------ Record extracts ------
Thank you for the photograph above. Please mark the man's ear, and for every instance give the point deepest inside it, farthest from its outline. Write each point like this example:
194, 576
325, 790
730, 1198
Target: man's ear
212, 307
------
Rename "man's ear" to "man's left ear" throughout the entries, and reproduce them with nothing else altered.

Solution for this problem:
Thank you for the photograph above. Please mark the man's left ear, and for every instance give the point deepest inside it, farthest from its outline. Write each point like this example:
194, 576
325, 790
730, 1198
Target: man's left ear
212, 307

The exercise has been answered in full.